━━━ Available records

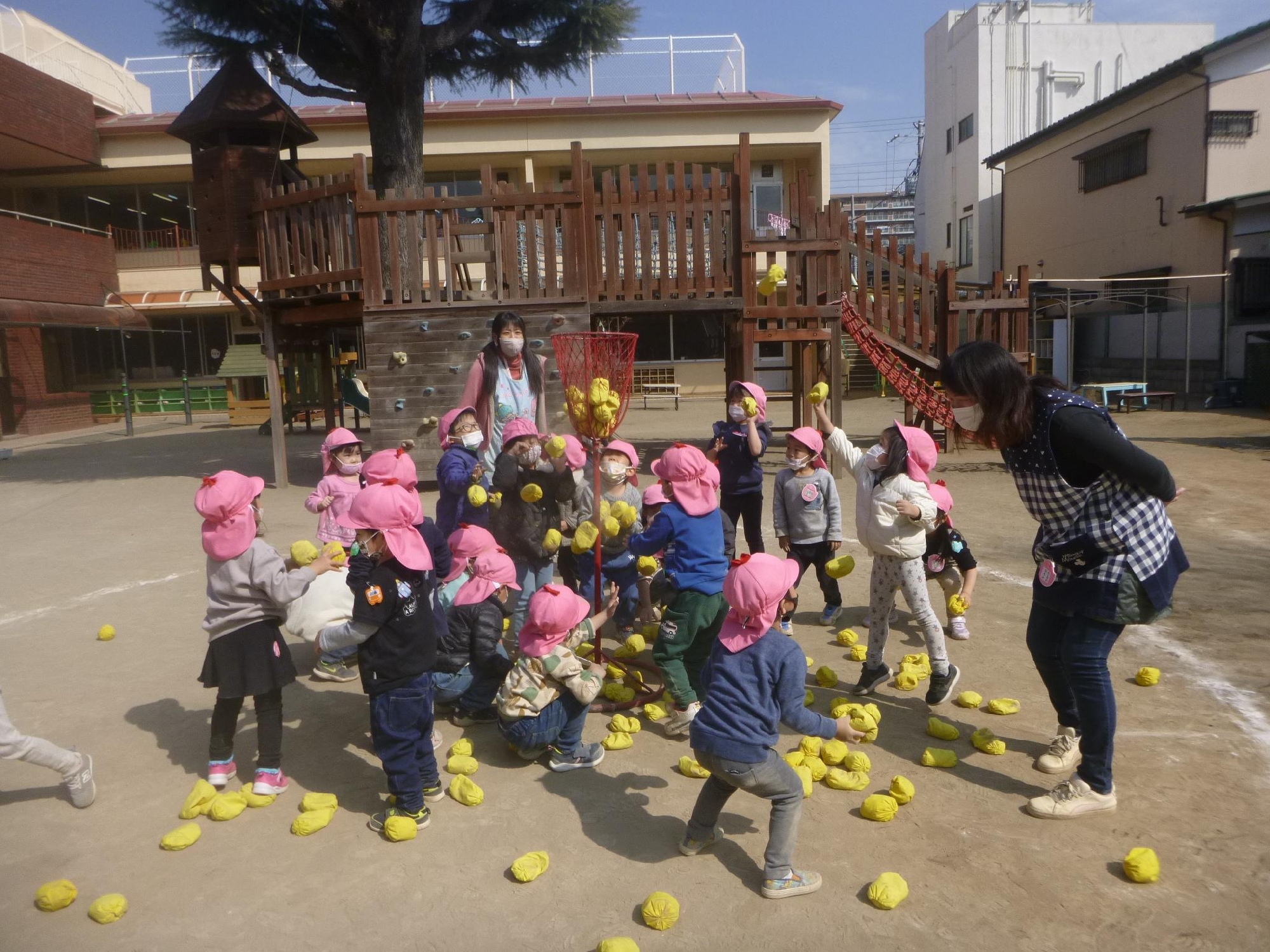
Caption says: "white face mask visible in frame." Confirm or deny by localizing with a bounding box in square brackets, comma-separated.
[952, 404, 983, 433]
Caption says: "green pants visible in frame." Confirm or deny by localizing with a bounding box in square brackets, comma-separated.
[653, 592, 728, 708]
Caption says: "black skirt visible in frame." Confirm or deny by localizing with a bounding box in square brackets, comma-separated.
[198, 618, 296, 697]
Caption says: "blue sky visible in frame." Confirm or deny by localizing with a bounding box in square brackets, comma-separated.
[17, 0, 1266, 192]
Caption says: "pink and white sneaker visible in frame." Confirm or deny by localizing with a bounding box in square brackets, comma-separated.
[251, 770, 291, 797]
[207, 760, 237, 790]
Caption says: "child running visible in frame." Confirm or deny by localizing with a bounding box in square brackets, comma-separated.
[772, 426, 842, 635]
[630, 443, 728, 736]
[815, 404, 961, 706]
[316, 484, 444, 833]
[498, 585, 617, 773]
[194, 470, 334, 796]
[679, 555, 864, 899]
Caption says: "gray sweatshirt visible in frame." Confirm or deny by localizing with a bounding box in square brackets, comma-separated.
[772, 468, 842, 546]
[203, 538, 318, 641]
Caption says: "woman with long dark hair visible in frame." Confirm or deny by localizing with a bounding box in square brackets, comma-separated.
[940, 340, 1190, 820]
[458, 311, 547, 472]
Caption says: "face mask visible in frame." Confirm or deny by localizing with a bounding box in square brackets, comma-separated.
[952, 404, 983, 433]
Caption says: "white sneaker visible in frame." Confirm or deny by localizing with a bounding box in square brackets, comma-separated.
[1026, 773, 1115, 820]
[1033, 727, 1081, 773]
[665, 701, 701, 737]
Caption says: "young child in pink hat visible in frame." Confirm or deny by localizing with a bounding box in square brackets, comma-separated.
[679, 553, 864, 899]
[772, 426, 842, 635]
[194, 470, 334, 796]
[316, 484, 443, 831]
[815, 404, 961, 706]
[497, 585, 617, 773]
[629, 443, 728, 737]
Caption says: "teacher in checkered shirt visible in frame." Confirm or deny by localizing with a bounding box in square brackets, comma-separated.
[940, 340, 1189, 820]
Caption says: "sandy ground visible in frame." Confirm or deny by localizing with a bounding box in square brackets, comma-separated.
[0, 400, 1270, 952]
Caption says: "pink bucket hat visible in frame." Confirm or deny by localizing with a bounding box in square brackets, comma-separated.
[728, 380, 767, 423]
[605, 439, 639, 486]
[194, 470, 264, 562]
[892, 420, 940, 486]
[442, 522, 498, 581]
[453, 550, 521, 605]
[321, 426, 362, 476]
[335, 482, 432, 572]
[517, 585, 591, 658]
[653, 443, 719, 515]
[719, 552, 800, 654]
[437, 406, 476, 449]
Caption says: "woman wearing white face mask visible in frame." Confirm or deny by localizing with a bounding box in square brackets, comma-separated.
[940, 340, 1189, 820]
[458, 311, 547, 472]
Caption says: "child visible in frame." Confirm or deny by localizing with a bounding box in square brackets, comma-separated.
[318, 484, 444, 833]
[925, 480, 979, 641]
[432, 551, 521, 727]
[815, 404, 961, 706]
[437, 406, 489, 536]
[305, 426, 362, 683]
[630, 443, 728, 736]
[0, 692, 97, 810]
[497, 585, 617, 773]
[194, 470, 334, 796]
[679, 555, 864, 899]
[772, 426, 842, 635]
[490, 416, 573, 635]
[706, 381, 772, 559]
[560, 439, 644, 641]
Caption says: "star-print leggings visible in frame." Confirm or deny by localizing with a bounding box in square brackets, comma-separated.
[865, 555, 949, 674]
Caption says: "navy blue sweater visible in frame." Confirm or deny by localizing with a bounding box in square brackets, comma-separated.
[691, 630, 838, 764]
[627, 501, 728, 595]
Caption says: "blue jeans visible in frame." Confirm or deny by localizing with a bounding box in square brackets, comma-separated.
[574, 552, 639, 628]
[498, 691, 589, 762]
[688, 750, 803, 880]
[1027, 602, 1124, 793]
[371, 671, 441, 814]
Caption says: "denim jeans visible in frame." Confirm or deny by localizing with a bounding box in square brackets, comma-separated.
[688, 750, 803, 880]
[1027, 602, 1124, 793]
[371, 671, 441, 814]
[498, 691, 589, 762]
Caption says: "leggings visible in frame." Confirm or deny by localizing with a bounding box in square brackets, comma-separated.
[865, 555, 949, 674]
[207, 688, 282, 770]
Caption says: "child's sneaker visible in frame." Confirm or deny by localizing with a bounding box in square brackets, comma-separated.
[207, 759, 237, 790]
[366, 806, 432, 833]
[851, 664, 890, 694]
[547, 744, 605, 773]
[759, 869, 820, 899]
[665, 701, 701, 737]
[251, 770, 291, 797]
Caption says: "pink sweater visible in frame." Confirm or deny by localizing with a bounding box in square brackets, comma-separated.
[305, 475, 362, 548]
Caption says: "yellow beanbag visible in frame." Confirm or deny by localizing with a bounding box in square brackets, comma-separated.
[922, 748, 956, 767]
[640, 892, 679, 932]
[450, 773, 485, 806]
[988, 697, 1019, 715]
[860, 793, 899, 823]
[1124, 847, 1160, 882]
[512, 849, 551, 882]
[159, 823, 203, 852]
[890, 773, 917, 803]
[36, 880, 79, 913]
[291, 806, 335, 836]
[88, 892, 128, 925]
[869, 873, 908, 909]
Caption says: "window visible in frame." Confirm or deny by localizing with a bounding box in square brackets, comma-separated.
[956, 215, 974, 268]
[1208, 109, 1257, 142]
[1074, 129, 1151, 192]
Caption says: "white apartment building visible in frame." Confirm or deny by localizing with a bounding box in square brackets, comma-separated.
[917, 0, 1214, 282]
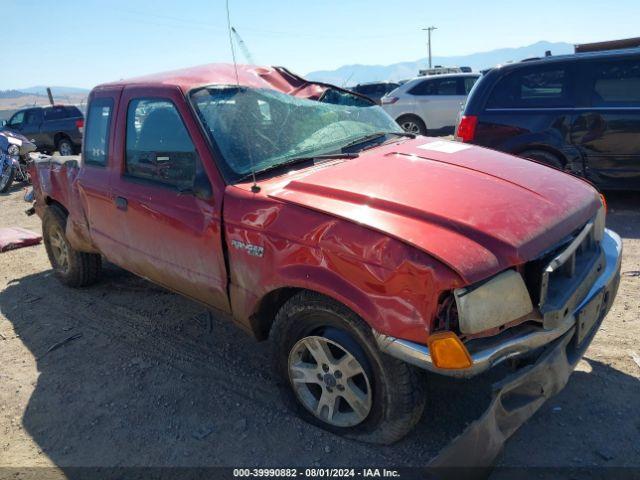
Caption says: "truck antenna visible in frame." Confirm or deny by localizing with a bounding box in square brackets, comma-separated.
[226, 0, 260, 193]
[226, 0, 240, 87]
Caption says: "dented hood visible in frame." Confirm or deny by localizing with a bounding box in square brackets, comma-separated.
[261, 137, 599, 282]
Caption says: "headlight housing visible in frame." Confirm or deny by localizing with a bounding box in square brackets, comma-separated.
[453, 270, 533, 335]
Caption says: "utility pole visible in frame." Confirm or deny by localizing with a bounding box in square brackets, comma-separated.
[422, 27, 438, 68]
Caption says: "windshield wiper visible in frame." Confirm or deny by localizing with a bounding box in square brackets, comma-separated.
[342, 132, 416, 151]
[238, 152, 360, 182]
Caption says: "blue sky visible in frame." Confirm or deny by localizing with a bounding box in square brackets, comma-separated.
[5, 0, 640, 89]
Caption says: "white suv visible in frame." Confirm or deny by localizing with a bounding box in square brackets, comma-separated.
[382, 73, 480, 135]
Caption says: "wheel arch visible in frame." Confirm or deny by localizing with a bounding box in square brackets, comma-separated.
[242, 272, 379, 341]
[44, 195, 69, 216]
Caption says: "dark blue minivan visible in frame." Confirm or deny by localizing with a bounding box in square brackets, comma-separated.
[456, 48, 640, 190]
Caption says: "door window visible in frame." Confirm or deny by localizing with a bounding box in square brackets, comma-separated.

━━━━━━

Reproduce all of the records above word for word, omitting the pictures.

Caption says: "white face mask visible in frame." Confirm or deny by localizing with a bounding box in square brackets, comma-separated.
[952, 404, 983, 433]
Caption says: "green pants visible in frame." Confirm or deny by localizing with a bounding box in square brackets, comma-separated.
[653, 592, 728, 708]
Caption says: "black skirt visible in frame." Confirm or deny by localizing with a bounding box in square brackets, comma-separated.
[198, 618, 296, 697]
Caption says: "blue sky visible in frame." Confirm or deny by localizing with a bounding box in square brackets, comma-separated.
[17, 0, 1266, 192]
Caption says: "pink and white sneaker visible in frame." Confirm or deny by localizing with a bounding box in square brackets, comma-separated.
[251, 770, 291, 797]
[207, 760, 237, 790]
Caption says: "child running visible in frame." Confirm or deny by localizing with a bounding box in square brackets, comma-separated.
[772, 426, 842, 635]
[630, 443, 728, 736]
[815, 404, 961, 706]
[316, 484, 444, 833]
[498, 585, 617, 773]
[194, 470, 334, 796]
[679, 555, 864, 899]
Caption says: "gray sweatshirt visible in frame." Confirm or deny by localizing with a bounding box in square brackets, comma-separated.
[772, 468, 842, 546]
[203, 538, 318, 641]
Caption says: "woman with long dark hair visible in frame." Confirm or deny by localizing with a bounding box in square brackets, comma-separated.
[940, 340, 1190, 820]
[458, 311, 547, 472]
Caption says: "face mask visible in frame." Confirm or deny by localizing with a bounding box in square brackets, comma-separated.
[952, 404, 983, 433]
Caption says: "white sneaker visible in frame." Confirm or deny by localizing with a bounding box in square brackets, comma-separated.
[1026, 773, 1115, 820]
[1033, 727, 1081, 773]
[665, 701, 701, 737]
Caption says: "young child in pink hat visible in frame." Confirm or deny by localizing with a bounding box in square brackets, comma-separated.
[679, 553, 864, 899]
[772, 426, 842, 635]
[194, 470, 334, 796]
[316, 484, 443, 831]
[815, 404, 961, 706]
[497, 585, 617, 773]
[629, 443, 728, 737]
Caption says: "teacher in checkered shirt visible in frame." Confirm or deny by localizing with a bounding box in square brackets, comma-separated.
[940, 340, 1189, 820]
Caption says: "sandy ground visible in frame." Confirm or deny by localizing with a bounding box in square brackets, comma-separated.
[0, 400, 1270, 952]
Caption says: "pink bucket hat visible in frame." Confirm or deny by localizing with a bounding box in square brackets, comma-separated.
[728, 380, 767, 423]
[605, 439, 639, 486]
[194, 470, 264, 562]
[892, 420, 940, 486]
[442, 522, 498, 581]
[453, 550, 521, 605]
[321, 426, 362, 476]
[335, 482, 432, 572]
[517, 585, 591, 658]
[653, 443, 719, 515]
[719, 552, 800, 654]
[437, 406, 476, 449]
Caption says: "woman wearing white face mask visible in frame." Confirm or deny by localizing with a bounding box in square brackets, comma-separated.
[940, 340, 1189, 820]
[458, 311, 547, 472]
Caption says: "child visible in frame." Confirm or deny by localizing with a bounding box in square brackets, comma-separated.
[318, 484, 444, 833]
[925, 480, 979, 641]
[432, 551, 521, 727]
[815, 404, 961, 706]
[437, 406, 489, 536]
[305, 426, 362, 683]
[630, 443, 728, 736]
[0, 692, 97, 810]
[497, 585, 617, 773]
[194, 470, 334, 796]
[679, 555, 864, 899]
[772, 426, 842, 635]
[490, 416, 573, 635]
[706, 381, 772, 559]
[560, 439, 644, 641]
Caption says: "star-print leggings visible in frame." Confirm or deny by localizing with a bounding box in square brackets, comma-separated.
[865, 555, 949, 674]
Caption says: "navy blue sweater visible in frame." Confirm or deny by localizing with a bounding box in square brackets, comma-separated.
[691, 630, 838, 764]
[627, 501, 728, 595]
Caption says: "blue jeans visible in frame." Confirm or deny by localizing with a bounding box in square brackets, comma-separated.
[574, 552, 639, 628]
[498, 691, 589, 762]
[688, 750, 803, 880]
[1027, 602, 1124, 793]
[371, 671, 441, 814]
Caption says: "denim jeans visible in frame." Confirm or deny by localizing with a bounding box in square brackets, comma-separated.
[688, 750, 803, 880]
[1027, 602, 1124, 793]
[371, 671, 441, 814]
[498, 691, 589, 762]
Caption says: "leggings visible in frame." Confirm or deny by localizing with a bounding box in square brackets, comma-separated.
[865, 555, 949, 674]
[207, 688, 282, 770]
Caption says: "child's sneaker visible in frame." Confirm or deny by localizing with a bounding box in square brackets, comma-separated.
[207, 759, 237, 790]
[366, 806, 432, 833]
[851, 664, 890, 694]
[547, 744, 605, 773]
[759, 869, 820, 899]
[665, 701, 701, 737]
[251, 770, 291, 797]
Caption says: "pink sweater visible in frame." Confirm or deny by localizing with a bounding box in square brackets, comma-separated.
[305, 475, 362, 548]
Caption says: "yellow beanbag visible in frame." Confirm or deny by localizing with a bounding box in square brackets, comma-separated.
[922, 748, 956, 767]
[640, 892, 679, 932]
[450, 773, 485, 806]
[988, 697, 1019, 715]
[860, 793, 899, 823]
[1124, 847, 1160, 882]
[512, 849, 551, 882]
[159, 823, 203, 852]
[890, 773, 917, 803]
[36, 880, 79, 913]
[291, 806, 335, 836]
[88, 892, 128, 925]
[869, 873, 908, 909]
Caption says: "window visible in frame." Confirm or deny by localizing with a bounding box in square brackets, comma-separated.
[956, 215, 974, 268]
[1208, 109, 1257, 142]
[1074, 129, 1151, 192]
Caption says: "white apartment building visible in frame." Confirm or deny by localizing with a bounding box in square brackets, comma-separated.
[917, 0, 1214, 282]
Caption says: "truck antenna visible in frame." Confirm or deny by localizing with a bounding box in square brackets, comma-separated.
[226, 0, 260, 193]
[226, 0, 240, 87]
Caption says: "dented hood visible in frame." Confirm or deny by localizing with a bounding box in square brackets, comma-separated.
[261, 137, 599, 282]
Caption says: "headlight housing visible in frame." Confirm or deny by localizing with a bounding box in square brackets, comma-separated.
[453, 270, 533, 335]
Caption says: "utility pole visible in frame." Confirm or deny by localizing with a bounding box in square brackets, comma-separated.
[422, 27, 438, 68]
Caption says: "windshield wiper visible in frame." Confirm or deny by localizing with a bounding box in square brackets, comma-separated.
[342, 132, 416, 151]
[238, 152, 360, 182]
Caption says: "blue sky visible in frame." Confirm or deny by localizing with a bounding box in square brackets, comma-separated.
[5, 0, 640, 89]
Caption says: "white suv visible in frame." Confirm or deny by localizing with a bounding box in square brackets, comma-separated.
[382, 73, 480, 135]
Caption says: "wheel arch visible in frame." Confirm or deny by localizing with a bounding box in square brackets, comma-separated.
[242, 272, 379, 341]
[44, 195, 69, 216]
Caption says: "dark blue minivan visible in frame." Confirm or deny by localizing with a bounding box in square brackets, comma-separated.
[456, 48, 640, 190]
Caption says: "door window visible in frame." Confirm or deny by localizing with a bounding box in square brackets, comma-separated.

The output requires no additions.